#### PAGE TEXT:

Streams

Where's the Beef?

Tuesday, October 02, 2007

This weekend 21.7 million pounds of beef patties from Topps Meat were recalled due to contamination from E.coli bacteria. Chris Waldrop, director of the Food Policy Institute at the Consumer Federation of America, talks about inspection standards by the USDA and FDA, and whether technology might help stop health recalls such as this.

Guests:

Chris Waldrop

Comments [18]

chestine from NY

If you can know your farmer and buy meet from a farm/ranch where the animals are grass fed in the sunshine without pesticides, you will probably get better nutrition and the animal gets a nicer life. As the animal gets what he/she is made to process (grass/hay/no grain)there is no pollution through farts or ecoli. If we only realized how disconnected we are due to industry, and what our greed does to us as well as to livestock.

Oct. 02 2007 04:18 PM
Sunphat Yau from X-nyc-LA 4a bit

A long long time ago I remember seeing a program on ch 13 PBS that was called "Meat". It was a cradle to table story following a calf, and it stuck in my mind. It would be great to find that, it would probably break me and many of consuming meat products.

Oct. 02 2007 12:56 PM
Harry from toronto

By the way Jamie Oliver, the Chef, says to not buy ground meat - period. He says any part of the steer could end up in the mix.

Oliver says to buy Chuck steak and then use any food processor (blade) to chop the meat into a mix of small and slightly larger pieces (is best for burgers.)

#### RECORD EXCERPTS:
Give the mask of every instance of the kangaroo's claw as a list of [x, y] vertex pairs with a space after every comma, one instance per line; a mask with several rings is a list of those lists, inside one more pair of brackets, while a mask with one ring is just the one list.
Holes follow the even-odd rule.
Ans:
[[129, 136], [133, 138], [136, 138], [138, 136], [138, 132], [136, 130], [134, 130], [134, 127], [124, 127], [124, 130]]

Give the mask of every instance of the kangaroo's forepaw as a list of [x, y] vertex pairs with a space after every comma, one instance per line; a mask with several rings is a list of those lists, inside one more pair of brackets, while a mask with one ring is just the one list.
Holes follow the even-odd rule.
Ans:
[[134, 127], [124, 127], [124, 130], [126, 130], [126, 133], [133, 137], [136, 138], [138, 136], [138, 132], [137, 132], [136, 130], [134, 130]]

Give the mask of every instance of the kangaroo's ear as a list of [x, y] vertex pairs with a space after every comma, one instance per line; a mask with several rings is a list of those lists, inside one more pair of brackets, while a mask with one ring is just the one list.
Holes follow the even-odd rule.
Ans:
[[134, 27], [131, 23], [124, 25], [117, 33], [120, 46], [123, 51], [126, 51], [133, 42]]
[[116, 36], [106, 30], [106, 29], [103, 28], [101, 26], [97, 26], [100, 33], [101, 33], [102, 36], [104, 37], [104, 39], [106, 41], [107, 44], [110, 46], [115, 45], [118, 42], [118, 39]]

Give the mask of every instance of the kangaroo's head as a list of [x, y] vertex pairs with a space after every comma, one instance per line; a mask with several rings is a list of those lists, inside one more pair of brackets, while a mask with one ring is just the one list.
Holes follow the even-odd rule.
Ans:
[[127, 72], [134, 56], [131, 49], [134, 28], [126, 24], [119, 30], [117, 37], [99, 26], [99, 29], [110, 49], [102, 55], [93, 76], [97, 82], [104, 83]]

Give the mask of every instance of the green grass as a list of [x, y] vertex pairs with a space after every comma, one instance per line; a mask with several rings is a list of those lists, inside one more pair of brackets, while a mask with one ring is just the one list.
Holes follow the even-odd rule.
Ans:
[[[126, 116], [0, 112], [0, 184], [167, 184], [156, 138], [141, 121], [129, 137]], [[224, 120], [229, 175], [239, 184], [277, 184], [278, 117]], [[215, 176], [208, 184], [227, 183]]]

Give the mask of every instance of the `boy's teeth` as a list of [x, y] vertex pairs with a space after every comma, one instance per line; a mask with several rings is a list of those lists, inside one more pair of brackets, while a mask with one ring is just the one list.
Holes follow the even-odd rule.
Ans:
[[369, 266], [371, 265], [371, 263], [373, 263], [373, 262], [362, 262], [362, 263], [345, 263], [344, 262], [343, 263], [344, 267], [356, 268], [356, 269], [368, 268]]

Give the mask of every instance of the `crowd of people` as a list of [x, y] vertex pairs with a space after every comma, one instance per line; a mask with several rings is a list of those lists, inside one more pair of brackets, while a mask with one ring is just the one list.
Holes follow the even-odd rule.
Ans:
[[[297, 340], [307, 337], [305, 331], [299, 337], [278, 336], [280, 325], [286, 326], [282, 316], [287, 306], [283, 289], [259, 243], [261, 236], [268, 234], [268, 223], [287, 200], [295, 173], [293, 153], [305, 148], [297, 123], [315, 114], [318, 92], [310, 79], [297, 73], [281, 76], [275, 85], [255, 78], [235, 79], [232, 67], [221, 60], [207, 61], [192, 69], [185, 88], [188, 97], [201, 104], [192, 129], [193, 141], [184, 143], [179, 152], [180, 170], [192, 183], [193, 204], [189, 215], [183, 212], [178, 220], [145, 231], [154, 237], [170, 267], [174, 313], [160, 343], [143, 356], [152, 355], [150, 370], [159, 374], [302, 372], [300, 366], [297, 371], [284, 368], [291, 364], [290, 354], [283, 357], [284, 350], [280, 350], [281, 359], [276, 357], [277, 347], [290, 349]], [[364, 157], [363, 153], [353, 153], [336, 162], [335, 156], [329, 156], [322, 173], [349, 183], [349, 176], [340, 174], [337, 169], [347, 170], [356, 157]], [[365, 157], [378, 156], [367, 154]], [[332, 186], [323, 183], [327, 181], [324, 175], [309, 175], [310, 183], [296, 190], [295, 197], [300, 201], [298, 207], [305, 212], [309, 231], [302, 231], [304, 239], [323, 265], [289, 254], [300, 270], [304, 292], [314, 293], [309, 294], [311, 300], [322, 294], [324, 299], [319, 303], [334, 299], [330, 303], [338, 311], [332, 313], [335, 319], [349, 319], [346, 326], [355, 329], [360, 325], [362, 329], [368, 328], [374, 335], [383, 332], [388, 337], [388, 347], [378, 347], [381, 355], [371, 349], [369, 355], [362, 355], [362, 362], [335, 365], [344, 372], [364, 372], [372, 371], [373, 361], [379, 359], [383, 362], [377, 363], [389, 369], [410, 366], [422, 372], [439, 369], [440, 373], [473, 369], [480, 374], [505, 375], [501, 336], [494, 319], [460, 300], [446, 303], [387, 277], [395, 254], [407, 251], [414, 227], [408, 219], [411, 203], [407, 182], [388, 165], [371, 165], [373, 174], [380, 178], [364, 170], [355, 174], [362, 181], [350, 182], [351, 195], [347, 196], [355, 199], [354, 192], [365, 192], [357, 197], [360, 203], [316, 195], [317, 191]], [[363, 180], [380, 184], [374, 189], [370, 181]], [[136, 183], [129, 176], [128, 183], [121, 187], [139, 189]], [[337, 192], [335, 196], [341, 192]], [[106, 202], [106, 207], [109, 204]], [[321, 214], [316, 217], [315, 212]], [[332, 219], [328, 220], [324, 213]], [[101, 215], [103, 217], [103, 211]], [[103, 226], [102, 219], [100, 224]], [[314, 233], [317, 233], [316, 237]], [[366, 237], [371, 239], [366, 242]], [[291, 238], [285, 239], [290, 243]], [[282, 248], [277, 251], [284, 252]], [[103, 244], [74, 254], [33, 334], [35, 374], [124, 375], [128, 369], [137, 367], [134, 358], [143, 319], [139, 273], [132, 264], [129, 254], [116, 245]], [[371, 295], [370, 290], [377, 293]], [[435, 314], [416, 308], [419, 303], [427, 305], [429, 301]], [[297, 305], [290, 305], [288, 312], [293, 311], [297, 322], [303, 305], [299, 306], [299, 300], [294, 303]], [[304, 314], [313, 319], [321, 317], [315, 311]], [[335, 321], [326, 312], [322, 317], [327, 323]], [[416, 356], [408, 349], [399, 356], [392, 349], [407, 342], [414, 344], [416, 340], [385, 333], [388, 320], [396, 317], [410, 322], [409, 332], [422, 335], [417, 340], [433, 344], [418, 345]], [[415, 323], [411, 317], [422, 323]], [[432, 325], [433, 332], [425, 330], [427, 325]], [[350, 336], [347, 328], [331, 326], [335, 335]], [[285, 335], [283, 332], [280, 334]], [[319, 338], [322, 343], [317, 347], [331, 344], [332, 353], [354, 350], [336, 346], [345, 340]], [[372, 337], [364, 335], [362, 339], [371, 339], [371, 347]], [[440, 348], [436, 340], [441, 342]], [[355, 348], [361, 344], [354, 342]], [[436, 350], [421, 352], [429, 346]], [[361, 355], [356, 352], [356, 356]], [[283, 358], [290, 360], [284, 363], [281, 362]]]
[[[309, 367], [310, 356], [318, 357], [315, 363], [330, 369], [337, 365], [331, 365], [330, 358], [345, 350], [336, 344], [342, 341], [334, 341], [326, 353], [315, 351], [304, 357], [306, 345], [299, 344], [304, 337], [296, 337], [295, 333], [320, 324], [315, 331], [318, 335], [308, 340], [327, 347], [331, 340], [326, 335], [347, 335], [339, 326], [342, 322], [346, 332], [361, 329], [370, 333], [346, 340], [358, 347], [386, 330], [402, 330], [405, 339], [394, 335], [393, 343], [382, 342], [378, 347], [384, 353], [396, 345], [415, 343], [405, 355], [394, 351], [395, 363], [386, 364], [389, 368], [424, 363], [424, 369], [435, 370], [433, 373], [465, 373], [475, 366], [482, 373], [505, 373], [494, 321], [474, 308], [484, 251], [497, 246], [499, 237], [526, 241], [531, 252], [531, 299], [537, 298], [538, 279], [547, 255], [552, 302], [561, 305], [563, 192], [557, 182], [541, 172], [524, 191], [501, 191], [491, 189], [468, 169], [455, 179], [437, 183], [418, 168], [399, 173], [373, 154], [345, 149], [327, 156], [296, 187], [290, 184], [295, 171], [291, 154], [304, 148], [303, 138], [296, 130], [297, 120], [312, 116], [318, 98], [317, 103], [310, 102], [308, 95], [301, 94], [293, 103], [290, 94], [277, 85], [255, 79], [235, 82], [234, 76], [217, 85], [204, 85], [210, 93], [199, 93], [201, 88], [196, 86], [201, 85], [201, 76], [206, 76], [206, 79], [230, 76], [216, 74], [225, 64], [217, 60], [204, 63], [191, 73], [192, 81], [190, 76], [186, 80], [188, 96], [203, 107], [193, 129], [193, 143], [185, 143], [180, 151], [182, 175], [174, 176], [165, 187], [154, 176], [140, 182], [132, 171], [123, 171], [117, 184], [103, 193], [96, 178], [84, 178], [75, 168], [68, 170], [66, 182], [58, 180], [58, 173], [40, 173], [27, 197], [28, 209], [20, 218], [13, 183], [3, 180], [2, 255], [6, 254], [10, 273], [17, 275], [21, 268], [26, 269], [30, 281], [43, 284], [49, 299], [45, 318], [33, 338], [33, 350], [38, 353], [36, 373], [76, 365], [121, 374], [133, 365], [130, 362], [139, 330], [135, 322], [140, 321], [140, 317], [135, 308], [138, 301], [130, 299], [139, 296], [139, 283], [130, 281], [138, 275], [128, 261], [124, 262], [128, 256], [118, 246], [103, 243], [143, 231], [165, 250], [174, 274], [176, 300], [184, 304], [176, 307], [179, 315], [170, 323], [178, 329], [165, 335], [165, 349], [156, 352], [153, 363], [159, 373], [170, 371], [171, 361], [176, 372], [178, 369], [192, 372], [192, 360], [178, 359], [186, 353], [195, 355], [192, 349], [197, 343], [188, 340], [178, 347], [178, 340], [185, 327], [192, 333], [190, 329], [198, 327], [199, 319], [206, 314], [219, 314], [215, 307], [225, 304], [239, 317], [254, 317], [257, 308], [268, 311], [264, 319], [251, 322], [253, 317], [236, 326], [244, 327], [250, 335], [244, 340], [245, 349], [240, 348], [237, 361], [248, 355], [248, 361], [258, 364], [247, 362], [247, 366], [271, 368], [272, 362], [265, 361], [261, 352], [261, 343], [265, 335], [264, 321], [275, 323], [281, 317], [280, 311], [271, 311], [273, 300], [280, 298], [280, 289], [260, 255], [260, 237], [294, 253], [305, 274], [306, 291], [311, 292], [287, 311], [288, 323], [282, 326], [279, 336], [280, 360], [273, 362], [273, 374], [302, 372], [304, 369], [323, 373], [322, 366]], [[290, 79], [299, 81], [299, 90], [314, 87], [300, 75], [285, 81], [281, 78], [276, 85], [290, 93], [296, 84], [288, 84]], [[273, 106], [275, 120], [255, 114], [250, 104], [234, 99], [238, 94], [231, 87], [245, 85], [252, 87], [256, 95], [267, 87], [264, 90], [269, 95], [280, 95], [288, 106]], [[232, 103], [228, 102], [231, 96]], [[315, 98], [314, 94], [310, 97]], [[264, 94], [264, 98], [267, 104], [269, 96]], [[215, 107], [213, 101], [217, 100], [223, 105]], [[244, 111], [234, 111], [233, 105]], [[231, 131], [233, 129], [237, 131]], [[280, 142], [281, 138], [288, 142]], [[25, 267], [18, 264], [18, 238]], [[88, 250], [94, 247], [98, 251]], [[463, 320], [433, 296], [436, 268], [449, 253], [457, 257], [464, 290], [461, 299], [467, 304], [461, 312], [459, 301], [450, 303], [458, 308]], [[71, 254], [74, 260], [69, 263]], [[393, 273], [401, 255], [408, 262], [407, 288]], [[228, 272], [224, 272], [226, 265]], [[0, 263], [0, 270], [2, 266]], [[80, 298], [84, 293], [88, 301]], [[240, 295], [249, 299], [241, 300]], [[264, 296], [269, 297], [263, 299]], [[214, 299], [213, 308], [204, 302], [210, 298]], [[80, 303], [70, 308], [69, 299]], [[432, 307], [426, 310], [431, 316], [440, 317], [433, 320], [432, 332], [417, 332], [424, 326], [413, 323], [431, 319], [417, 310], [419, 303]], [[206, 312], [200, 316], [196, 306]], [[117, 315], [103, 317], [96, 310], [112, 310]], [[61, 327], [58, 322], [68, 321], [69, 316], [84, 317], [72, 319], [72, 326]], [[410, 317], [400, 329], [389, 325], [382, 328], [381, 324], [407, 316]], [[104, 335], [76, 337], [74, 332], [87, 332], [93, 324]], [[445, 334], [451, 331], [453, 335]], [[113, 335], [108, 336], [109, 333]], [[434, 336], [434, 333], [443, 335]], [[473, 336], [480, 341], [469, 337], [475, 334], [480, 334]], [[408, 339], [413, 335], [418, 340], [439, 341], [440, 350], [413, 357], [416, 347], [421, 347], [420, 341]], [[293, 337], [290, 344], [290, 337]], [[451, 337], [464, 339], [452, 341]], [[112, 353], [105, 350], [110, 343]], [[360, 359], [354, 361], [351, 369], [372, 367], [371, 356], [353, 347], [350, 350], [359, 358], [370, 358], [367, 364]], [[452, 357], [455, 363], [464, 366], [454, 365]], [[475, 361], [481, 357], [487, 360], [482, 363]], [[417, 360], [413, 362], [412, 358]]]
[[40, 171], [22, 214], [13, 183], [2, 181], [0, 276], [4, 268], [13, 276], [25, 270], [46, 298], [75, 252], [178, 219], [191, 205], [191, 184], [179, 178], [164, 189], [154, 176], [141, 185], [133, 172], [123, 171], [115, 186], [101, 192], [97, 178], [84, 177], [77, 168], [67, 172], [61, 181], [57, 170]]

#### APPLY WHAT YOU READ:
1) Which commenters have comments shown on the beef recall page? Give each name with the location listed beside it.
2) According to the beef recall page, how many pounds of beef patties from Topps Meat were recalled?

#### YOUR WRITTEN ANSWERS:
1)
- chestine from NY
- Sunphat Yau from X-nyc-LA 4a bit
- Harry from toronto

2) 21.7 million pounds.